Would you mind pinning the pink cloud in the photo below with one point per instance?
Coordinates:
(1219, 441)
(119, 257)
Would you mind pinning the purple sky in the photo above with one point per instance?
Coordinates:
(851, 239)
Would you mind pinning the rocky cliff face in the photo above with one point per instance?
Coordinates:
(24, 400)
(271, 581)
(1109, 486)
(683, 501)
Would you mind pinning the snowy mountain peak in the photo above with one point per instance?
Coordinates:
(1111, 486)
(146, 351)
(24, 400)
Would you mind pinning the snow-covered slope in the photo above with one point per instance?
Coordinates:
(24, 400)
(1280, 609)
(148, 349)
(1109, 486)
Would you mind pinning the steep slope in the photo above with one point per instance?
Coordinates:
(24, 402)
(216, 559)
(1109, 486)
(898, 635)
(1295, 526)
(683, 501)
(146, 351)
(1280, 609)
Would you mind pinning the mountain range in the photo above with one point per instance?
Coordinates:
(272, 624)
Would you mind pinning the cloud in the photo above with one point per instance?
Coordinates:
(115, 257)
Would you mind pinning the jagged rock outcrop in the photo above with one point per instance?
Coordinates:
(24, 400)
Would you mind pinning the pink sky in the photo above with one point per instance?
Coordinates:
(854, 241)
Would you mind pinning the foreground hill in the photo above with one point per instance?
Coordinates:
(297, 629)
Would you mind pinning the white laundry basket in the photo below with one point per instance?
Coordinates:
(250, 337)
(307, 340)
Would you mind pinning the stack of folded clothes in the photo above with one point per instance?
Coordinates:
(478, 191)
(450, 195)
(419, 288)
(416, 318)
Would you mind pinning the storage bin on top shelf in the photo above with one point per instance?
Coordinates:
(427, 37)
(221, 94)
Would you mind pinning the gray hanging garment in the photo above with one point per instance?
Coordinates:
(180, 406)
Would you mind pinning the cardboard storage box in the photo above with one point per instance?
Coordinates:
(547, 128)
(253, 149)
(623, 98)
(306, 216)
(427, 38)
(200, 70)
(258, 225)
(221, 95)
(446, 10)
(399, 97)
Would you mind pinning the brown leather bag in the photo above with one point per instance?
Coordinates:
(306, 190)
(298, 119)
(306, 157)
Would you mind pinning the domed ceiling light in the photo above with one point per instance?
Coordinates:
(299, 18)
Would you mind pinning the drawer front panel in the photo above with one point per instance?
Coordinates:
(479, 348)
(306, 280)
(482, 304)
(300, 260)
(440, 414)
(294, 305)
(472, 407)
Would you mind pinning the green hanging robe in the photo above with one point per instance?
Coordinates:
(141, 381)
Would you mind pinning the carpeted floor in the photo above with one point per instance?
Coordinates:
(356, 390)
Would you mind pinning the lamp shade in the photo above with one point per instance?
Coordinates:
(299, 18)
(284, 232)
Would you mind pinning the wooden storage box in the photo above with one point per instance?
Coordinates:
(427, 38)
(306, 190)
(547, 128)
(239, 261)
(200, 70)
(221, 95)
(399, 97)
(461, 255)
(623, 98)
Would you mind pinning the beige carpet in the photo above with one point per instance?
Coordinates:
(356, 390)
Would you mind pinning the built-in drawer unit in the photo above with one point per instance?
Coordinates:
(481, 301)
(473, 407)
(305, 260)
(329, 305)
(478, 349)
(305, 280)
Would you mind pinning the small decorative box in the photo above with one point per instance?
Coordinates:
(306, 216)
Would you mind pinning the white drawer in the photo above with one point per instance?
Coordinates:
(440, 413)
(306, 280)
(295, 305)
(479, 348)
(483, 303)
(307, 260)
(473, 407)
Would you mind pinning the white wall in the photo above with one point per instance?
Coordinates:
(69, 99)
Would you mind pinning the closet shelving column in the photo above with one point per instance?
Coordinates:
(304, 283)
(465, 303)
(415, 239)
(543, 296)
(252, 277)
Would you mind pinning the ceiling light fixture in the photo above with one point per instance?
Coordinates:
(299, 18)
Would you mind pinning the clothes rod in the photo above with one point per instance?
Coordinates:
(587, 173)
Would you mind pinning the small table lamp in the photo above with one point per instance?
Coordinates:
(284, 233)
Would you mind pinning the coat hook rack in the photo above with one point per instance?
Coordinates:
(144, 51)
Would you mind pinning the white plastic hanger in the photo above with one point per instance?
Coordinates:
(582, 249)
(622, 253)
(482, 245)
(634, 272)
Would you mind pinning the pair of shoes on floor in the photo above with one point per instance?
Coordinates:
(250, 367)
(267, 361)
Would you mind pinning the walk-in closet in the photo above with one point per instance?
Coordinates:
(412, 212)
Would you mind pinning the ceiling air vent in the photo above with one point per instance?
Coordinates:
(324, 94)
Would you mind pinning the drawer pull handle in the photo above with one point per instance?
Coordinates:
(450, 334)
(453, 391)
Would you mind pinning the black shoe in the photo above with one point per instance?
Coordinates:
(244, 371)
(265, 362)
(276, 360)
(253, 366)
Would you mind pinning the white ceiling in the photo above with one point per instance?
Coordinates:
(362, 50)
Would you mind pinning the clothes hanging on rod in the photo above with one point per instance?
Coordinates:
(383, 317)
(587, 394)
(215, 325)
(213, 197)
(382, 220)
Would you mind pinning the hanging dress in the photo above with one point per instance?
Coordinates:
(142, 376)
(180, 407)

○ ○ ○ ○

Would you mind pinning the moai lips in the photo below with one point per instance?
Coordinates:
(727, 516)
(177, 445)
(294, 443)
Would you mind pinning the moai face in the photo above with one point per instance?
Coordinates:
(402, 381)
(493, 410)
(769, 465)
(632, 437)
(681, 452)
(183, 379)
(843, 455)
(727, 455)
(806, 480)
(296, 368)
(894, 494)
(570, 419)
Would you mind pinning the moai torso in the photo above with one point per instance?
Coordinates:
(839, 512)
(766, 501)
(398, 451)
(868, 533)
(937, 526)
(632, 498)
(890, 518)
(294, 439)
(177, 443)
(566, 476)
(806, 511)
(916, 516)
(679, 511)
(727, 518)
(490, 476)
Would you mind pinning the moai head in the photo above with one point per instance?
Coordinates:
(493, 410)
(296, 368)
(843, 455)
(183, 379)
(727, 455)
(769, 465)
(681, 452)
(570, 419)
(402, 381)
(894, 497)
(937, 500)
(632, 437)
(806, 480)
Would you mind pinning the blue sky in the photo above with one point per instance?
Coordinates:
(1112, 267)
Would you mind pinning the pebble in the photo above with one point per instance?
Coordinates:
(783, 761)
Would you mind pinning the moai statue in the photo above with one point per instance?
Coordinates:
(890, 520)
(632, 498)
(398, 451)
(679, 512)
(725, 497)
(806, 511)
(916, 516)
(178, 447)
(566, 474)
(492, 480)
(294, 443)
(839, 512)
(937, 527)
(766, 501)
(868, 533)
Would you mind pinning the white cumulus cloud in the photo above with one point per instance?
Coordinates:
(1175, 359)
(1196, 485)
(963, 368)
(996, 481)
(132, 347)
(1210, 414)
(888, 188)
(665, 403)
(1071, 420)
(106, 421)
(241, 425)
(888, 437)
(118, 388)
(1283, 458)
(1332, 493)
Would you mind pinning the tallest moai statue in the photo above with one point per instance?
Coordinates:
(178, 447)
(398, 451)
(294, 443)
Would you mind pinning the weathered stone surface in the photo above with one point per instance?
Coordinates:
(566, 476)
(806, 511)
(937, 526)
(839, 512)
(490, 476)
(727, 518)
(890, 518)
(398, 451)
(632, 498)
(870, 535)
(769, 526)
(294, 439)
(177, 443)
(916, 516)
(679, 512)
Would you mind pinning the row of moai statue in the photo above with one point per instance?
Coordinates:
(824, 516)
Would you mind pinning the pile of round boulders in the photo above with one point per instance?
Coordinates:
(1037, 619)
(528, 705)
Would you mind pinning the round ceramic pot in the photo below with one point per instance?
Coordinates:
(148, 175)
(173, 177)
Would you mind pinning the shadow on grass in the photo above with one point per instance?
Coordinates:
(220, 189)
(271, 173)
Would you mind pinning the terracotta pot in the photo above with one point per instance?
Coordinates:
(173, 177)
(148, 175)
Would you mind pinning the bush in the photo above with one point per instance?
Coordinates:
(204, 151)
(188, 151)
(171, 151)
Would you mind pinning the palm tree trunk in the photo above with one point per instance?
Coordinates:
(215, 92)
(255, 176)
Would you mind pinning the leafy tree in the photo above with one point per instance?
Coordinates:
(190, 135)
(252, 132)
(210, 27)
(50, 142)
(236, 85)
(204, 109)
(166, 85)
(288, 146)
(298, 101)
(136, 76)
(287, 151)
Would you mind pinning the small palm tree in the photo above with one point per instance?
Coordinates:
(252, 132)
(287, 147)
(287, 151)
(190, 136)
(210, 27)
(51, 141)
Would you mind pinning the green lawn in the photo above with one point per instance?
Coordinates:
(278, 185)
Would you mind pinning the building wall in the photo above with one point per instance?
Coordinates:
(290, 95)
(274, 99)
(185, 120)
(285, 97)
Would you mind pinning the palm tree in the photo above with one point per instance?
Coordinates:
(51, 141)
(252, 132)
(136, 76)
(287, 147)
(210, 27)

○ ○ ○ ○

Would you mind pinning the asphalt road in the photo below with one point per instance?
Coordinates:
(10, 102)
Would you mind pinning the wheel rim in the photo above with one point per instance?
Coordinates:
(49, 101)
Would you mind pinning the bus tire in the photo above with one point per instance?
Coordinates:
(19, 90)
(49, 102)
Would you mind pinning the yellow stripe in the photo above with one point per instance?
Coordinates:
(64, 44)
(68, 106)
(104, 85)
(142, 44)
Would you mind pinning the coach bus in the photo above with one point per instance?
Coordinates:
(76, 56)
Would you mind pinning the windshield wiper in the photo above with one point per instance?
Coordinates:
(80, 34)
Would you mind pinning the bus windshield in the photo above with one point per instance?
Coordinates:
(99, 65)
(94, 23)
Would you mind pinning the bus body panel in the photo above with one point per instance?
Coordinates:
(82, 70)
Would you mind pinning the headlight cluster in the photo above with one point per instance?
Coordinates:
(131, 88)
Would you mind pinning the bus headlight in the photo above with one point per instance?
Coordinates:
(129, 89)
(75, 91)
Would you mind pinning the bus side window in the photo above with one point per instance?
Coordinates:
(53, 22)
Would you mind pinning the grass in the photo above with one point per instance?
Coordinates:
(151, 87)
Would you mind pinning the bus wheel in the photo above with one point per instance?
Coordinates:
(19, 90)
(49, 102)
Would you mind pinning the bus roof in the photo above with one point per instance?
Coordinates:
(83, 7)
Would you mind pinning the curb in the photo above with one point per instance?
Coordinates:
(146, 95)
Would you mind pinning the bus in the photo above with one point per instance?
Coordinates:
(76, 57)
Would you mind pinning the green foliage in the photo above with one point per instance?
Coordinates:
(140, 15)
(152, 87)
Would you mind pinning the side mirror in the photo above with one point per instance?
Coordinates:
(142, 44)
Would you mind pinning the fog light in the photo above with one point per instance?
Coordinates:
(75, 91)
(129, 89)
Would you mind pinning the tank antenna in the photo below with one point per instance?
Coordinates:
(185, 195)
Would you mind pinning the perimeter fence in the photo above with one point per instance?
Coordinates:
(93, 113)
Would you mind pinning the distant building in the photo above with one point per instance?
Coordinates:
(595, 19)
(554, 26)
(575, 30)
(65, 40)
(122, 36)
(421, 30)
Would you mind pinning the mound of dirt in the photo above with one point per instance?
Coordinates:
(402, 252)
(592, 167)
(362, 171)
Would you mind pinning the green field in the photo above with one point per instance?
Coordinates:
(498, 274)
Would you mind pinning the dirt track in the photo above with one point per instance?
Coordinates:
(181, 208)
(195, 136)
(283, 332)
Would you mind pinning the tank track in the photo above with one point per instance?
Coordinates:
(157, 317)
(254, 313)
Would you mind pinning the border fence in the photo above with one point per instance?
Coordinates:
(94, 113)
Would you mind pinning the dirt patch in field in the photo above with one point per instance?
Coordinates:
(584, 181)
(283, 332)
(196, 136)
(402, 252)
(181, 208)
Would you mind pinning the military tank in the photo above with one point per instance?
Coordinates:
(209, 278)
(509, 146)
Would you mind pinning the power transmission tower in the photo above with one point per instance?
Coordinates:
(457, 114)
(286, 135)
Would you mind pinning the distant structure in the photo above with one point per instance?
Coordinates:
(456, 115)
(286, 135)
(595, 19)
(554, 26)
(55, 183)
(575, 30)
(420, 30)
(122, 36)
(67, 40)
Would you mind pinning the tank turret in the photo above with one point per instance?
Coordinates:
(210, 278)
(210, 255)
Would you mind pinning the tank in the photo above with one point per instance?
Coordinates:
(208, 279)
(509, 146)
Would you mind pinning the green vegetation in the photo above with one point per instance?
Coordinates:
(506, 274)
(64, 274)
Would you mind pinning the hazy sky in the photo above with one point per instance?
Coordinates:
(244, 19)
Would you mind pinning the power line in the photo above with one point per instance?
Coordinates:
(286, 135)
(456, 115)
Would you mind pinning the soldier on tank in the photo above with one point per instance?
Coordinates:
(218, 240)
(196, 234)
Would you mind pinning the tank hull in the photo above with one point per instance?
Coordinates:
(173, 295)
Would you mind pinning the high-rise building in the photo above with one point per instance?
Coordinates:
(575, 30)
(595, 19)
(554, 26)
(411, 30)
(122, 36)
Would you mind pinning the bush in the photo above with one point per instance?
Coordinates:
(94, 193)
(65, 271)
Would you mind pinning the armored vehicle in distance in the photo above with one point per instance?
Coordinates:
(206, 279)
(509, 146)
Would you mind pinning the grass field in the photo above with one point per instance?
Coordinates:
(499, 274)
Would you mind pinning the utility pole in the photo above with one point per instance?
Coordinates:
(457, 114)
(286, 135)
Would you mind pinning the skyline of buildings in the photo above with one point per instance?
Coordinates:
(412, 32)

○ ○ ○ ○

• What you need to do: Gather every line from the listing above in which "wall" appears, and copy those lines.

• Written solution:
Would you mind pinning the white wall in the photo above with one point per instance?
Would you mind pinning the building wall in the photo above with one point per instance?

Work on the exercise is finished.